Task:
Starting at the line that contains "point: handwritten sign" and ending at the line that contains "column 287, row 80", render those lines as a two-column CSV with the headers input and output, one row per entry. Put the entry's text in input and its answer in output, each as one quoted field with line breaks replaced by spaces.

[start]

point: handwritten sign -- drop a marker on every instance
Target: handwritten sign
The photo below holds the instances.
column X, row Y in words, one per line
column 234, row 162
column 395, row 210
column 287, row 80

[end]
[start]

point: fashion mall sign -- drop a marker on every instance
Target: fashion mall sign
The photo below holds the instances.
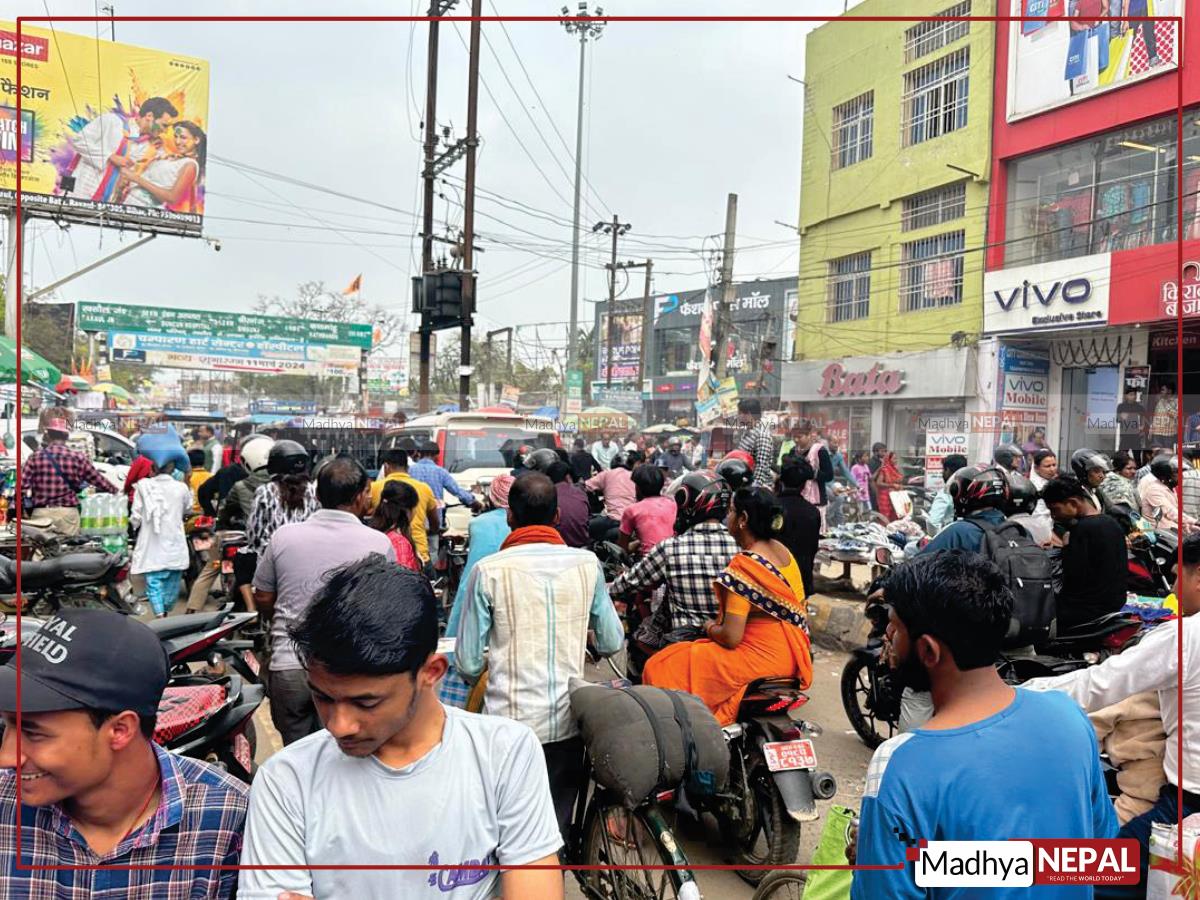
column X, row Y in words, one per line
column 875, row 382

[end]
[start]

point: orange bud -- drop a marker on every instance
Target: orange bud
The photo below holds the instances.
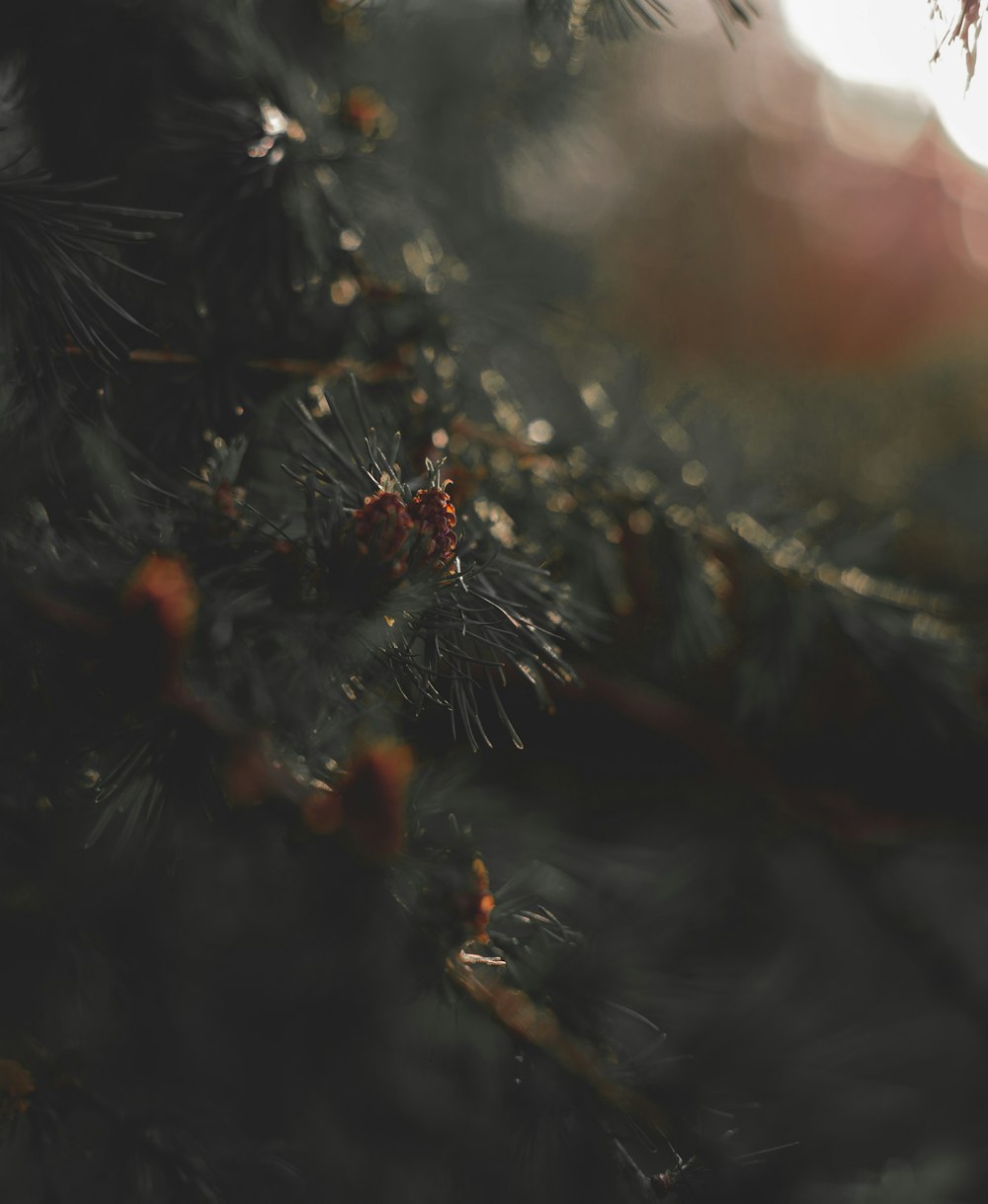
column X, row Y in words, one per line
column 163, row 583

[end]

Output of the exercise:
input,output
"point: handwritten sign -- drop a marker on every instance Target: handwritten sign The photo below holds the instances. column X, row Y in words, one per line","column 234, row 162 column 395, row 210 column 287, row 80"